**EXERCISE:** Copy out word for word the part of the records below that runs from the line containing "the red jacket" through the line containing "the flag fabric", and nothing else.

**DATA IN THIS EXERCISE:**
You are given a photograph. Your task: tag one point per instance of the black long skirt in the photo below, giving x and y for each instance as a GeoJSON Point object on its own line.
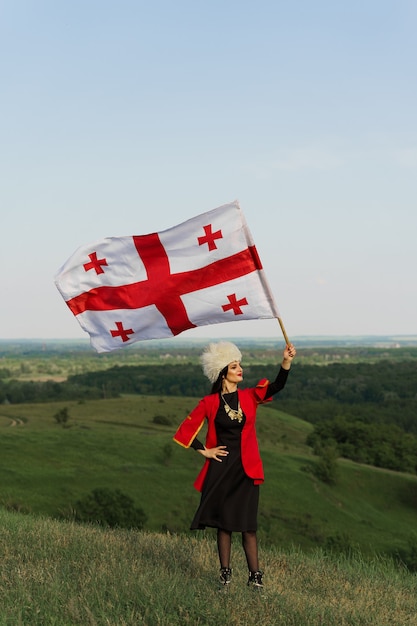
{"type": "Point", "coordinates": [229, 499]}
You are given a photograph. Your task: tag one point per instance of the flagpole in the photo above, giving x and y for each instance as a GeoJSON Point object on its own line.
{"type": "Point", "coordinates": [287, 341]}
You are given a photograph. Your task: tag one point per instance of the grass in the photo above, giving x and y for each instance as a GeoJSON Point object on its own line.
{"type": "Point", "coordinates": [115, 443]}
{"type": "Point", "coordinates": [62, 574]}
--
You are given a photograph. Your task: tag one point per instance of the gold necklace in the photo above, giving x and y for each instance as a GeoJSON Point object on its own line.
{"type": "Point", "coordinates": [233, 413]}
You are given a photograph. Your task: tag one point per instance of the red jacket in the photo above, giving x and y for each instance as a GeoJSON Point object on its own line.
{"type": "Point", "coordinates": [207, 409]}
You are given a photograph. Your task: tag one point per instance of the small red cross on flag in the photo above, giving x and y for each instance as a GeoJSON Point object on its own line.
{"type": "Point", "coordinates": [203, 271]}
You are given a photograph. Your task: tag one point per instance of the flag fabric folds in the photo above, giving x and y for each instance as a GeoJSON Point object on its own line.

**CORRECT RESULT:**
You are given a photograph. Your task: tag one point per instance of the red jacket in the photo above, giving x and y for each instance as a GeoJSON Point object on its own line.
{"type": "Point", "coordinates": [207, 409]}
You are given a photograph. Your task: tag one point per instance of the small red cross on flag in the photo above, giving x and y for each instance as a GeoJSON Point object on its own line.
{"type": "Point", "coordinates": [203, 271]}
You are given a photograph. Your task: tag one point per instance of the flag fabric folds in the photo above, giving x and y for each instance as a GeoJSON Point object on its own line.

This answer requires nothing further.